WHAT YOU HAVE TO DO
Extract every line of the entries below and reproduce each one verbatim, from the first entry through the last.

PROVIDED ENTRIES
— Start —

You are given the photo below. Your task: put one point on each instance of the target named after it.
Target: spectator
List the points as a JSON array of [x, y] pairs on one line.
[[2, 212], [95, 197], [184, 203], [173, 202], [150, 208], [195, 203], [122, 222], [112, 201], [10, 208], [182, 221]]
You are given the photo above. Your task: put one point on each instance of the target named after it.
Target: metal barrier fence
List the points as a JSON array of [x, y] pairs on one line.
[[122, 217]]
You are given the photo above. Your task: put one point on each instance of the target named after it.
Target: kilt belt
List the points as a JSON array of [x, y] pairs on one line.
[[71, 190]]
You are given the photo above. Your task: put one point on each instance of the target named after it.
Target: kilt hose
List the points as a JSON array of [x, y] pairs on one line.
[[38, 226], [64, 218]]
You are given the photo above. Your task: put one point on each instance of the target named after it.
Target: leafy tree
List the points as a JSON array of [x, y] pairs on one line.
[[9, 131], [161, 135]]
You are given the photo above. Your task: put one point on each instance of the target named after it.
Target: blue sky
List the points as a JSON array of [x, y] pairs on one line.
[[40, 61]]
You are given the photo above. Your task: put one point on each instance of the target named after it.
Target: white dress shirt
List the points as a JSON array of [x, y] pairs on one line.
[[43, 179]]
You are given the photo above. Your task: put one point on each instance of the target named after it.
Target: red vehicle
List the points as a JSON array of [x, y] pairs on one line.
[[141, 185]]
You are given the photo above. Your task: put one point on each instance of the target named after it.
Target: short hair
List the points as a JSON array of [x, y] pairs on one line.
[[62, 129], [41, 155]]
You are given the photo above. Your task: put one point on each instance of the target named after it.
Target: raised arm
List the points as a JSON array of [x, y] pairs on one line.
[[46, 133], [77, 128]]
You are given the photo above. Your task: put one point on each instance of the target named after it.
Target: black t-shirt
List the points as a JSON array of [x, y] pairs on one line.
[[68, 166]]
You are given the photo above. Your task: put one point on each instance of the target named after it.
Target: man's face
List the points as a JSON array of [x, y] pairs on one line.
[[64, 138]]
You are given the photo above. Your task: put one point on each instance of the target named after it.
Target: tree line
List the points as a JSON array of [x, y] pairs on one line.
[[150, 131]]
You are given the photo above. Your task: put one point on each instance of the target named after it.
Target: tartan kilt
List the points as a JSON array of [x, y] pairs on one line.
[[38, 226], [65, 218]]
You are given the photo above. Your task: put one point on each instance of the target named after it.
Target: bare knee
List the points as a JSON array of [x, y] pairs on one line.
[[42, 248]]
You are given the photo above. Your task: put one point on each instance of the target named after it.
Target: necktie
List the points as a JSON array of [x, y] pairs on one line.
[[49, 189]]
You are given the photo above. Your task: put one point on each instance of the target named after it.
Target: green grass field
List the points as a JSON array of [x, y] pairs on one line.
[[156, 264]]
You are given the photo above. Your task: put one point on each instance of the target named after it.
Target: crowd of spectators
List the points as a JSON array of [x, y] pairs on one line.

— End —

ANSWER TO THIS PROBLEM
You are given the photo below. Your task: put one point on each instance of the target named after it.
Target: spectator
List the points as a JSON array of [x, y] pairs on one line.
[[2, 212], [95, 197], [184, 203], [173, 202], [150, 208], [195, 203], [122, 222], [112, 201], [10, 208], [182, 221]]
You are given the photo above. Your task: put one point on each instance of the target named after it.
Target: metal barrier fence
List the points as a JSON array of [x, y] pairs on one line.
[[122, 217]]
You are given the photo above. Your task: put one point on each instance of the target named after it.
Target: kilt belt
List the points as a JSON array of [x, y] pairs on one line.
[[71, 190]]
You are given the photo above. Your task: put one point on each instance of the target named after it.
Target: kilt hose
List the points as a JSON array of [x, y] pairs on one line.
[[38, 226], [64, 218]]
You are given the photo above. Your task: put one point on each instance of the target named after it.
Target: leafy tree
List the points as a JSON array of [x, y] pairs on one line.
[[9, 131], [161, 135]]
You are given the photo above. Your task: put one point on each instance of the target named after it.
Target: blue sky
List the points as a JSON array of [x, y] pairs on one line.
[[40, 61]]
You are given the photo above. Your task: put one point on each instance of the target named after it.
Target: white dress shirt
List the points as a JSON array of [x, y] pairs on one line.
[[43, 179]]
You are given the photo above. Your task: put one point on each instance of the target named after it.
Target: red vehicle
List the points as a JSON array of [x, y] pairs on one line.
[[141, 185]]
You are given the photo above. Your task: put one point on each instance of the target named after it.
Target: short hair
List the points as a JSON array of [x, y] pairs on one line.
[[62, 129], [41, 155]]
You are given the photo above. Your task: put one point on each instance of the target named after it.
Target: raised arm
List the points as a JSON array of [x, y] pairs on one line.
[[46, 133], [77, 128]]
You are given the photo above. Your task: put one point on each instance of the target named after it.
Target: black t-shirt
List the points as a JSON array of [x, y] pairs on one line.
[[68, 166]]
You are given the photo above. Your task: put one point on each instance of the target named after it.
Target: man's face
List the points as a JSON array of [x, y] pairs on one line.
[[64, 138]]
You are given the photo above. Your task: put one point on each instance of the target named after it.
Target: tree line
List the points as a JSON array of [x, y] pairs on one line.
[[150, 131]]
You are given the photo above. Your task: put one point on each instance of the target named after it.
Target: tartan kilt
List the points as a JSON array of [x, y] pairs on one line.
[[38, 226], [65, 218]]
You are given the photo above. Your task: put one point on each instance of the target named after it.
Target: bare knee
List the points as a JSON array of [x, y] pairs on one line.
[[42, 248]]
You are given the photo above. Your task: put one point on each instance of the target named after it.
Target: necktie
List the points as a JSON array of [x, y] pairs on one line.
[[49, 189]]
You are given the photo above. Your task: put one point on each instance of the target named after it.
Target: green grass field
List the points as a JSON array of [x, y] pairs on one line.
[[156, 264]]
You are given the photo above. Your task: put one point on each instance of the target named after it.
Target: crowd of spectators
List the points as a JSON array of [x, y] pairs on one line.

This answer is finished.